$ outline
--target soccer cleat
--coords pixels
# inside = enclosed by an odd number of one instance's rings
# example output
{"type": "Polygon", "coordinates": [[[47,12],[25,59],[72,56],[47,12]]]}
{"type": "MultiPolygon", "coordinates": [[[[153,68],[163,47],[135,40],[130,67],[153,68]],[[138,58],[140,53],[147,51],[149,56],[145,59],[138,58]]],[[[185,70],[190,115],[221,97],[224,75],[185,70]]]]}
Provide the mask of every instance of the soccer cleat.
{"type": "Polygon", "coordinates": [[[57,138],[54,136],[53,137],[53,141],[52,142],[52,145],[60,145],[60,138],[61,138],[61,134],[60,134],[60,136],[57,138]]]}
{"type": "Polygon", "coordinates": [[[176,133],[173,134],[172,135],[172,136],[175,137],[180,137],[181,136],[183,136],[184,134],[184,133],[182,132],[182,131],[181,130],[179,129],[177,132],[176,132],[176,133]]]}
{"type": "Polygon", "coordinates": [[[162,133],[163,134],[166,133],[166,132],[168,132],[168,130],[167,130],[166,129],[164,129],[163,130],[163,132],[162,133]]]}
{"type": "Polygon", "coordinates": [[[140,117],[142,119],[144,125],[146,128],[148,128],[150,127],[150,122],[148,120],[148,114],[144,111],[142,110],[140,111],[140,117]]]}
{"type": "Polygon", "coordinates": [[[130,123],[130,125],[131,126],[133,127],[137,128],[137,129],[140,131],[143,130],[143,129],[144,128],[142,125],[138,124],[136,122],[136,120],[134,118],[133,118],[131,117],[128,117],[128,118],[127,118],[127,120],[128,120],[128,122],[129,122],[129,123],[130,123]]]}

**Problem to solve**. Can you set out all of the lines above as a numbered list, skipping any blank lines?

**Output of the exercise**.
1. $ outline
2. --target soccer cleat
3. --coords pixels
4. # inside = enclosed by an odd number of one instance's rings
5. # example output
6. {"type": "Polygon", "coordinates": [[[47,12],[25,59],[72,56],[47,12]]]}
7. {"type": "MultiPolygon", "coordinates": [[[[153,68],[163,47],[135,40],[130,67],[153,68]],[[138,58],[140,53],[147,51],[149,56],[145,59],[138,58]]],[[[185,70],[190,115],[221,97],[224,75],[185,70]]]]}
8. Provide the mask of every instance of the soccer cleat.
9. {"type": "Polygon", "coordinates": [[[57,138],[54,136],[53,137],[53,141],[52,142],[52,145],[60,145],[60,138],[61,138],[61,134],[60,134],[60,136],[57,138]]]}
10. {"type": "Polygon", "coordinates": [[[176,133],[173,134],[172,135],[172,136],[175,137],[180,137],[181,136],[183,136],[184,134],[184,133],[182,132],[182,131],[181,130],[179,129],[177,132],[176,132],[176,133]]]}
11. {"type": "Polygon", "coordinates": [[[162,133],[163,134],[166,133],[166,132],[168,132],[168,130],[167,130],[166,129],[164,129],[163,130],[163,132],[162,133]]]}
12. {"type": "Polygon", "coordinates": [[[140,117],[142,119],[144,125],[146,128],[148,128],[150,127],[150,122],[148,120],[148,114],[144,111],[142,110],[140,111],[140,117]]]}
13. {"type": "Polygon", "coordinates": [[[130,123],[130,125],[131,126],[133,127],[137,128],[137,129],[140,131],[143,130],[143,129],[144,128],[142,125],[138,124],[136,122],[136,120],[134,118],[133,118],[131,117],[128,117],[128,118],[127,118],[127,120],[128,120],[128,122],[129,122],[129,123],[130,123]]]}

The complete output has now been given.